TEXTE SOURCE:
Après beaucoup des romans situés à l’étranger, après sa réflexion sur l’infamie absolue dans La Folie De Pinochet (ancien dictateur chilien, soutenu par Nixon, Reagan, Margaret Tatcher et autres notables), Sepúlveda eut le désir d’écrire un roman sur des personnages chiliens de sa génération, revenus au pays. Ainsi naquit L’Ombre De Ce Que Nous Avons Eté, l’histoire émouvante, parfois drôle et pathétique d’une journée à Santiago ; une approche du Chili teintée d’émotion. «Je voulais être capable d’écrire sans tomber dans le sentimentalisme – racontait-il – et c’est pour cela que j’ai choisi un format court, concis. Je n’aime guère le caractère baroque de certaines littératures. J’écris en espagnol parce que c’est une langue qui permet de dire beaucoup avec peu des mots…»

L’Ombre… est une chronique des rêves cassés. Ceux d’une génération déchirée entre la frustration des idéaux et des arrangements confortables, en dépit des trahisons occultes. Optimiste malgré tout, Sepúlveda luttait encore, résistait à la débâcle de toutes les valeurs. «Ces rêves se reconstruisent peu à peu, car ils sont les rêves libertaires de toute l’humanité». Les Alter mondialistes et les Indignés sont là. Mais la gauche politique est aux abonnés absents. Ou plutôt elle s’accommode, virant à droite, sans mauvaise conscience, parfois avec un cynisme surprenant. Sepúlveda, ne pouvait s’y résoudre : «Un nouveau projet politique de gauche, qui reste à inventer, doit intégrer le problème de l’égalité non résolue entre hommes et femmes, ainsi que le problème de l’écologie et de la sauvegarde de la planète : veut-on être des consommateurs ou des citoyens ? Il faut révolutionner l’imaginaire pour décider quel type de société voulons-nous habiter.»

Dans L’Ombre Que Nous Avons Eté, Sepúlveda évoquait les musiques qu’il écoutait avec ses amis de jeunesse : «Pour nous les vieux, il ne reste plus que Carlitos Santana…» confie l’un des personnages. Lui(s), qui admira la description de Santiago faite par le chanteur cubain Silvio Rodriguez («une ville encerclée par des symboles d’hiver») et cite Camaron de la Isla et Joan Baez, écrivait sans programme préétabli, sans horaire, accompagné par la musique de ceux qui « me rapprochent de la beauté de la vie : Keith Jarrett, Chick Corea, Egberto Gismonti…». Ce ne fut donc pas une surprise, de le retrouver un soir d’été au festival de Langon, écoutant le trio de la virtuose du koto Mieko Miyazaki. Pourtant, la parenthèse aimable n’aurait duré que le temps d’un accord majeur.

EXTRAIT DE DONNÉES:
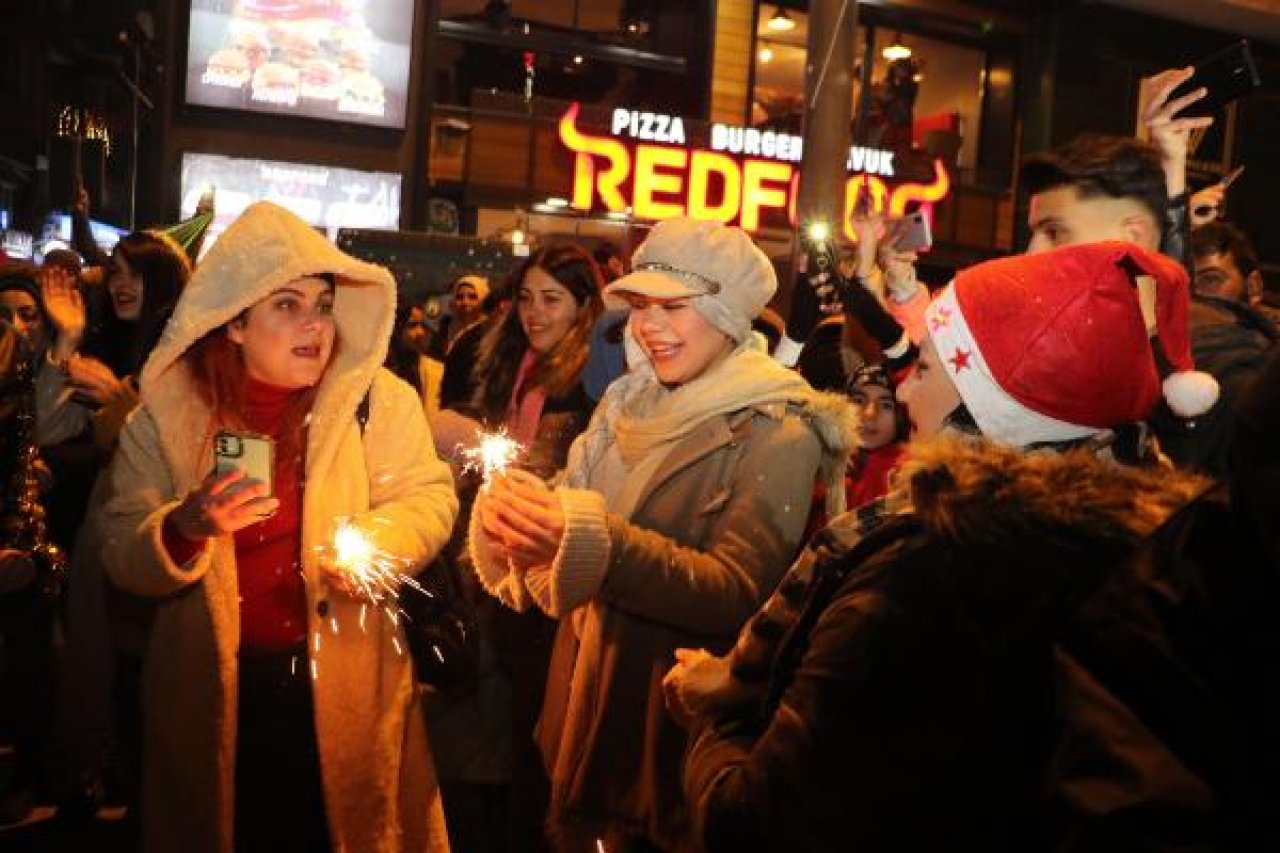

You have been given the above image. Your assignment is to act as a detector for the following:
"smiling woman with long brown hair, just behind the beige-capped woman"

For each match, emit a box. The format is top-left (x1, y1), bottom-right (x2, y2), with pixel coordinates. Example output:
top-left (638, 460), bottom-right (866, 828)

CONSIGNE:
Relevez tous les musiciens nommés dans le dernier paragraphe du texte sur Sepúlveda.

RÉPONSE:
- Carlitos Santana
- Silvio Rodriguez
- Camaron de la Isla
- Joan Baez
- Keith Jarrett
- Chick Corea
- Egberto Gismonti
- Mieko Miyazaki